Reproduce exactly, and only, the lines running from the start of the entries below to the line containing "Can you find the distant".
Start of Block
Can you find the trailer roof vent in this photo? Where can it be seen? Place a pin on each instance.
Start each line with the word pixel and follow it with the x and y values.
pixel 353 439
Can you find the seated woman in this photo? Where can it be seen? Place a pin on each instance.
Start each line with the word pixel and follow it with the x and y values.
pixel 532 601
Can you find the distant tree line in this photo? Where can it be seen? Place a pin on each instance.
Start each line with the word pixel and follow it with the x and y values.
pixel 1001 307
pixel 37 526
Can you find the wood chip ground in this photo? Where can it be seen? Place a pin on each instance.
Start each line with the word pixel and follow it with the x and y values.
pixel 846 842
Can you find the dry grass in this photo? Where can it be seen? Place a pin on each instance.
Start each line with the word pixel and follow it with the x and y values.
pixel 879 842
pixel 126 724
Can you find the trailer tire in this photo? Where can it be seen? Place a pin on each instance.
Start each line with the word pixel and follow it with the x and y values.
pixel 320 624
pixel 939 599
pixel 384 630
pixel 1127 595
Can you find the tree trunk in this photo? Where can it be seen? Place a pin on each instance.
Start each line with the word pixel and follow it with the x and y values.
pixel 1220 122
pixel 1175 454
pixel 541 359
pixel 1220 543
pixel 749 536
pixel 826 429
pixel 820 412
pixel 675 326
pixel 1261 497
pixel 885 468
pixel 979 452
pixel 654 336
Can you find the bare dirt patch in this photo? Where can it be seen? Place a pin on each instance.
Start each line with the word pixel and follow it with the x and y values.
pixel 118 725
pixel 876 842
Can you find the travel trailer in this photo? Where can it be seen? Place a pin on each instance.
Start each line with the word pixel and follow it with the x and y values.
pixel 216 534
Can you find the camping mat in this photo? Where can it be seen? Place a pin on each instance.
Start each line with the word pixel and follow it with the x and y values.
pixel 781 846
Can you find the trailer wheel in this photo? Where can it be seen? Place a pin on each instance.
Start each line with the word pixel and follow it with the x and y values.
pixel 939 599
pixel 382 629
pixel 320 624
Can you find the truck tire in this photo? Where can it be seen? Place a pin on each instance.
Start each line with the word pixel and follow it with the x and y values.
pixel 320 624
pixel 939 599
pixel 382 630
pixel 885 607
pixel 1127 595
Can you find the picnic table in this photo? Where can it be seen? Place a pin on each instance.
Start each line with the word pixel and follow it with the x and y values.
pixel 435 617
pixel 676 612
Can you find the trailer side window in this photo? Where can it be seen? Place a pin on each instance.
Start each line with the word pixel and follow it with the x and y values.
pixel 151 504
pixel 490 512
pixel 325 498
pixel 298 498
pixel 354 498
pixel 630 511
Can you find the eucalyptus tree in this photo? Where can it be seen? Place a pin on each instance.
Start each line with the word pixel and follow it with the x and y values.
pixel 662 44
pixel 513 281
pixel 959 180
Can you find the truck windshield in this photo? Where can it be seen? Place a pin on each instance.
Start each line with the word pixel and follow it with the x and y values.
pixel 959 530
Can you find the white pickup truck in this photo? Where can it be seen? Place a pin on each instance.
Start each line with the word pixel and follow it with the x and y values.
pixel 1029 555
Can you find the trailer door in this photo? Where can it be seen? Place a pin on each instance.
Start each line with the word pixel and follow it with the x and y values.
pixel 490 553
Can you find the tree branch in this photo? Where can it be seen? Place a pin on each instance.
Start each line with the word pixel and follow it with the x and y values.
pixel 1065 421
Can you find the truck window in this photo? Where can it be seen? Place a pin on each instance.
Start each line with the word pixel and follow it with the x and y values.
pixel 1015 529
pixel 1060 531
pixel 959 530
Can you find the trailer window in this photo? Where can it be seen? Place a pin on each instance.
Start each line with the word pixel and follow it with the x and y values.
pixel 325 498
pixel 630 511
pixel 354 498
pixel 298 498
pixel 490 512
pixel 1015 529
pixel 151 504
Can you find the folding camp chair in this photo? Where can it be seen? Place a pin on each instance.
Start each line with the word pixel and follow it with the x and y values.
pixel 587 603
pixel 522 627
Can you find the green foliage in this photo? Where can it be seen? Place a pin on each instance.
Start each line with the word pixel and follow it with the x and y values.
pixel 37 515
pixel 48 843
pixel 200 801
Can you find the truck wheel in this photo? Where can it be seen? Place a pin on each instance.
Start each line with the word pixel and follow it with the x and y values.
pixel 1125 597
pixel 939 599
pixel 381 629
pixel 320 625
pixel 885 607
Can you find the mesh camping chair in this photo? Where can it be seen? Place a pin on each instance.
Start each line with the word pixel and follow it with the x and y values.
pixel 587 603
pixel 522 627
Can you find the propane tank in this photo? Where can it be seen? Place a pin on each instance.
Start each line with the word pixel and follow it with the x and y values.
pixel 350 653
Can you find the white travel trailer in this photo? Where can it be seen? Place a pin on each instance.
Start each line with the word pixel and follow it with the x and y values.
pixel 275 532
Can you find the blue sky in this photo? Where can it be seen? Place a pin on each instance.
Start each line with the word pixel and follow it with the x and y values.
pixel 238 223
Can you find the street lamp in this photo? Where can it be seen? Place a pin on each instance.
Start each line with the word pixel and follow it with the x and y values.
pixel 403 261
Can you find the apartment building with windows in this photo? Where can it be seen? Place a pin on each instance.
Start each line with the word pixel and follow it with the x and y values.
End of Block
- Answer for this exercise
Can you find the trailer roof vent in this photo? Where can it be seen? Place a pin on each instance.
Start each line with the word pixel and follow it with the x and y values.
pixel 353 439
Can you find the seated woman in this photo? Where can it be seen? Place a pin on each instance.
Start each line with the word pixel and follow it with the x and y values.
pixel 532 601
Can you find the distant tree line in this photo? Where can it be seen? Place a pin on each instance.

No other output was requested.